--- REQUIRED ACTION ---
Would you retype the records below exactly as they appear?

── MATERIAL SUPPLIED ──

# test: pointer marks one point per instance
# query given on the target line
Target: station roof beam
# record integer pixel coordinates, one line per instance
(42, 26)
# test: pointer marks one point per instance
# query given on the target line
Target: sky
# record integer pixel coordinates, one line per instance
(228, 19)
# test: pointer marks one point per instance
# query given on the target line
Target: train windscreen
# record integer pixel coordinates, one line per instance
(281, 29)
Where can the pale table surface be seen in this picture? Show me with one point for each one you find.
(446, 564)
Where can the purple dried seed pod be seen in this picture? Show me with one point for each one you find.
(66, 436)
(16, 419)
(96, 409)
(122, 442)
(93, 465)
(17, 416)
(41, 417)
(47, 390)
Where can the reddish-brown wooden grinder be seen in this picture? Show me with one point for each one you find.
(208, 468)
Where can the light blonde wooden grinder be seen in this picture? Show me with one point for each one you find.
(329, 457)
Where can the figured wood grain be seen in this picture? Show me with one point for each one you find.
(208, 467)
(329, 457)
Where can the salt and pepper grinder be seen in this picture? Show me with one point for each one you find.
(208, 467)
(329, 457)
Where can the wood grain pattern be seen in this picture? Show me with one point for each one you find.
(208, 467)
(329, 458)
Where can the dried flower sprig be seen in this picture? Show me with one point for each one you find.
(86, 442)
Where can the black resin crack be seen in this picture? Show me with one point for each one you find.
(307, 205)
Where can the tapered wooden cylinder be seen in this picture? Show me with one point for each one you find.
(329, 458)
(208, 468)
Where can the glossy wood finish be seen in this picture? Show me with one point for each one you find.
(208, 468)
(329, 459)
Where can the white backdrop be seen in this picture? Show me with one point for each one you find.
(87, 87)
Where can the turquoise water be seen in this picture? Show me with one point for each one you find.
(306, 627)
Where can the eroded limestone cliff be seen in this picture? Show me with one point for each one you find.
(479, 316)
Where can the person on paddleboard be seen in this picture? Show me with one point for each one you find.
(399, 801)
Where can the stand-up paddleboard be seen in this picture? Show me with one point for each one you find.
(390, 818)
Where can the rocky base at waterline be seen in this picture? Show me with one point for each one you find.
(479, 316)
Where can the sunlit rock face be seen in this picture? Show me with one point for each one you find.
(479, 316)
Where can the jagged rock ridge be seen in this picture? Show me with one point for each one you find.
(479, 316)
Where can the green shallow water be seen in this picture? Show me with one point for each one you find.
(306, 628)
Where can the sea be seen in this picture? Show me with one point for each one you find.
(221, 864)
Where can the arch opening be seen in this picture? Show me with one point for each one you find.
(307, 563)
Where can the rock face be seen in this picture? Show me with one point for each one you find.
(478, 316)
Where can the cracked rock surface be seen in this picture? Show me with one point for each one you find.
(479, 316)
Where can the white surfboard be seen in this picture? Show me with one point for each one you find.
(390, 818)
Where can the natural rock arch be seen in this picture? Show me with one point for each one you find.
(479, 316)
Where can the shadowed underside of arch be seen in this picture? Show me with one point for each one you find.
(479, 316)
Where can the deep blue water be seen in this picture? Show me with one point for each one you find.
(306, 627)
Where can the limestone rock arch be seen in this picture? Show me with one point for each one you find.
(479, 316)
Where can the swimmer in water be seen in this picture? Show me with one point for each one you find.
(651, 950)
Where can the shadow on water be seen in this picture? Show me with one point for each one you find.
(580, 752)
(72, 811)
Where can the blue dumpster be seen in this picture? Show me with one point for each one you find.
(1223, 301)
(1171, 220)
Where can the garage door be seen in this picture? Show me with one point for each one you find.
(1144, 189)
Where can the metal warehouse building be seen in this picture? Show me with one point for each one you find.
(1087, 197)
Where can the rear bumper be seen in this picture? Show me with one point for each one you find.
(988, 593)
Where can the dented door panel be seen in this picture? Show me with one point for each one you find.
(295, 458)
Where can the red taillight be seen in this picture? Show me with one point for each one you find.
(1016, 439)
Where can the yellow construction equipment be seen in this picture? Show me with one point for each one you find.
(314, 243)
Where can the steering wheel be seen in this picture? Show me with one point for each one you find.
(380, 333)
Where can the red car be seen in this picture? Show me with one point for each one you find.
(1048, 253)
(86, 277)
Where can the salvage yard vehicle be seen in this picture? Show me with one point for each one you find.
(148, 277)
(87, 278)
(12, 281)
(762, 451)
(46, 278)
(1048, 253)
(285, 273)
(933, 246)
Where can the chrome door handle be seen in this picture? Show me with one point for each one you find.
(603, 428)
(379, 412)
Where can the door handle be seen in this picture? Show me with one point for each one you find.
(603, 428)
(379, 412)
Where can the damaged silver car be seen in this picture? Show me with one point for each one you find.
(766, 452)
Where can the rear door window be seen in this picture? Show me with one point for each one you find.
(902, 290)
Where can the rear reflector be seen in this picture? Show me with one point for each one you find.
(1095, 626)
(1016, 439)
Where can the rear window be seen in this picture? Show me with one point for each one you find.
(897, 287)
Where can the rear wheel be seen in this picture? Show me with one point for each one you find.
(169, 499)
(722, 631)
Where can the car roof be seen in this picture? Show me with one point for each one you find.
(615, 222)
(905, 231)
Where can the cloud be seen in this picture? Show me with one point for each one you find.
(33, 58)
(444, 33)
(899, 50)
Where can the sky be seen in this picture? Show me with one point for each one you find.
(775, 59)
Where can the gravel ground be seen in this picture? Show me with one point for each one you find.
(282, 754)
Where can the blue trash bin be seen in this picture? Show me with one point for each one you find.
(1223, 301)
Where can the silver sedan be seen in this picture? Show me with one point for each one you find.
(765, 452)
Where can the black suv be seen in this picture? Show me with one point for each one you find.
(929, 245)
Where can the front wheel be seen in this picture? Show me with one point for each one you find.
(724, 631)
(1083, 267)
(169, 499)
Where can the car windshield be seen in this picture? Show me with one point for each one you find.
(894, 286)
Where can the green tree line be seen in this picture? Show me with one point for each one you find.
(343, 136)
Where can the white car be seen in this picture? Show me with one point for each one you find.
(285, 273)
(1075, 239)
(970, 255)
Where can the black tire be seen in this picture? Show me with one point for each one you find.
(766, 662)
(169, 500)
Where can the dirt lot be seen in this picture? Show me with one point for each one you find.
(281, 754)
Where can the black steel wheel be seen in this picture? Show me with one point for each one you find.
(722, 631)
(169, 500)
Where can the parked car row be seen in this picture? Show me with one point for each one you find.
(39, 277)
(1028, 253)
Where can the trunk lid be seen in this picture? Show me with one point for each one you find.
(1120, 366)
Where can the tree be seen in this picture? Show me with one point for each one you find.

───

--- RESPONSE FOR THIS EXERCISE ---
# test: pointer marks one point per instance
# query given on the target line
Target: station roof beam
# record integer pixel coordinates, one line per instance
(42, 26)
# test: pointer marks one point per instance
# query given on the target line
Target: sky
# record integer pixel coordinates, one line per instance
(228, 19)
# test: pointer marks one point per instance
# query given on the target line
Target: train windscreen
# record integer pixel coordinates, one line per instance
(281, 29)
Where can the pale table surface be seen in this picture? Show me with one point for each one you find.
(446, 564)
Where can the purple dried seed pod be seen in this picture? Show me with one point for each one you find.
(66, 436)
(16, 419)
(96, 409)
(122, 442)
(93, 465)
(17, 416)
(41, 417)
(47, 390)
Where can the reddish-brown wooden grinder be seen in this picture? Show me with one point for each one you find.
(208, 468)
Where can the light blonde wooden grinder be seen in this picture? Show me with one point for each one you find.
(329, 457)
Where can the figured wood grain be seen in this picture? Show me with one point for each one you find.
(208, 467)
(329, 457)
Where can the salt and pepper grinder be seen in this picture? Show me with one point for each one you find.
(208, 467)
(329, 457)
Where can the wood grain pattern be seen in this picture? Show me with one point for each one you find.
(208, 467)
(329, 458)
Where can the dried flower sprig be seen in this picture? Show me with one point for each one you find.
(86, 442)
Where can the black resin crack be seen in this picture? Show me with one point for each one you find.
(307, 205)
Where can the tapered wooden cylinder be seen in this picture? Show me with one point for each one you find.
(329, 458)
(208, 468)
Where can the glossy wood finish be seen in this picture? Show me with one point for each one you find.
(208, 468)
(329, 459)
Where can the white backdrop be seen in this picture? Show me with one point for each one you find.
(87, 87)
Where can the turquoise water be seen in this picture? Show me with one point for each one you find.
(306, 627)
Where can the eroded limestone cliff be seen in this picture? Show me with one point for each one you find.
(479, 316)
Where can the person on paddleboard be seen in this picture? Show me with one point for each one you find.
(399, 801)
Where can the stand-up paddleboard be seen in this picture? Show me with one point for each one you find.
(390, 818)
Where can the rocky base at waterline be seen in this picture? Show me with one point for each one you find.
(479, 316)
Where can the sunlit rock face be seen in this picture? Show me with one point for each one you find.
(479, 316)
Where can the jagged rock ridge be seen in this picture? Show me with one point for each one you find.
(479, 316)
Where can the green shallow water be seen in this picture? Show me with one point for each one you find.
(306, 628)
Where can the sea be seen in this picture? Show me with one point for each one you find.
(221, 864)
Where can the arch opening be seen in this picture? Show me with one point for each one you find.
(307, 563)
Where can the rock face be seen in this picture? Show me with one point for each one you find.
(478, 316)
Where can the cracked rock surface be seen in this picture? Show me with one point for each one you find.
(479, 316)
Where can the white surfboard be seen in this picture? Show me with one point for each one you find.
(390, 818)
Where can the natural rock arch be seen in this picture? Show me with one point for each one you find.
(479, 316)
Where can the shadowed underside of arch be seen in this picture? Show me with one point for each one you find.
(479, 316)
Where can the deep blue water be seen in this picture? Show me with one point for each one you find.
(306, 627)
Where can the limestone rock arch be seen in this picture? Show me with one point for each one you find.
(479, 316)
Where can the swimmer in water be seen in this picture? Show me with one point for each one you find.
(651, 950)
Where can the shadow on water be seen in this picture? Show me with one point for each one you find.
(580, 752)
(72, 811)
Where can the blue dumpster be seen in this picture? Show me with one point for each one you find.
(1223, 301)
(1171, 220)
Where can the garage door be seen in this picture? Show me with one point for each one you find.
(1144, 189)
Where can the metal warehouse building be seen in this picture? Show me with one point for each one you find.
(1087, 197)
Where can the rear bumper be seen in this picture? Show me with one point for each one you find.
(988, 593)
Where can the dented door panel be seen in this picture? Show me with one point for each one you find.
(295, 458)
Where can the red taillight be seen in this picture? Show me with one point for each one you find.
(1016, 439)
Where can the yellow construction equipment be seen in this picture? Show me with one point for each one you find.
(314, 243)
Where can the steering wheel be seen in this picture? Show me with one point for each one you find.
(380, 333)
Where can the red car be seen in this picture? Show me with one point for each one you find.
(1048, 253)
(86, 277)
Where can the salvage yard vehicle be seen in this picture? Show me with one point for each one you find.
(148, 277)
(87, 278)
(12, 281)
(762, 451)
(46, 278)
(1048, 253)
(285, 273)
(933, 246)
Where can the chrome door handle be seen in this picture? Show me with one point for each one you find.
(603, 428)
(379, 412)
Where can the door handle be seen in this picture? Show me with one point for each one you find.
(603, 428)
(379, 412)
Where can the damaged silver car be seen in this picture? Show me with one point for each one you find.
(766, 452)
Where can the rear door window be seen in this picture? Show me with one point for each one you find.
(902, 290)
Where can the rear reflector be seen in this picture? Show me with one point for each one you find.
(1095, 626)
(1016, 439)
Where can the rear window be seen in this picture? Show me with one point for each one you find.
(897, 287)
Where can the rear wheel be seen in this picture? Show me with one point for each one you find.
(169, 499)
(722, 631)
Where can the car roof be seen in this picture? Show me with one point for each one you find.
(615, 222)
(905, 231)
Where can the cloud be seen in this picture? Show me with one point for each one you find.
(33, 58)
(444, 33)
(899, 50)
Where can the sky be seen in this picture? Show me with one point for each one you find.
(775, 59)
Where can the gravel ground be seen in this picture? Show me with one point for each one you find.
(282, 754)
Where can the blue trash bin be seen in this picture? Show me with one point for each one you find.
(1223, 301)
Where can the silver sedan be seen in this picture? Show me with one point for each one you find.
(765, 452)
Where can the black suv be seen in this picture? Show me with one point for each one you find.
(929, 245)
Where can the front wheel be seen in this picture? Show me with one point for each one you find.
(724, 631)
(1083, 267)
(169, 499)
Where can the car windshield be seen in this picture? Show me with one point for each one you find.
(894, 286)
Where can the green tree line be seen in this picture? Show me with one point for each one you find.
(343, 136)
Where can the white car be seen in this picture? Show me with one point for each one you find.
(285, 273)
(1075, 239)
(970, 255)
Where can the black tire be seen in this picture? Show me with one point for each one you find.
(766, 662)
(169, 500)
Where can the dirt lot be seen in this picture? Show me with one point for each one you find.
(281, 754)
Where can the black steel wheel be seen in this picture? Show me with one point for each one you find.
(722, 631)
(169, 500)
Where can the parked car row be seen in this picture? Show me with one point for each one you find.
(39, 277)
(1028, 253)
Where can the trunk lid be seen in this picture? Show me with one point for each one you find.
(1120, 366)
Where can the tree be seen in this picture? Show me with one point for each one you find.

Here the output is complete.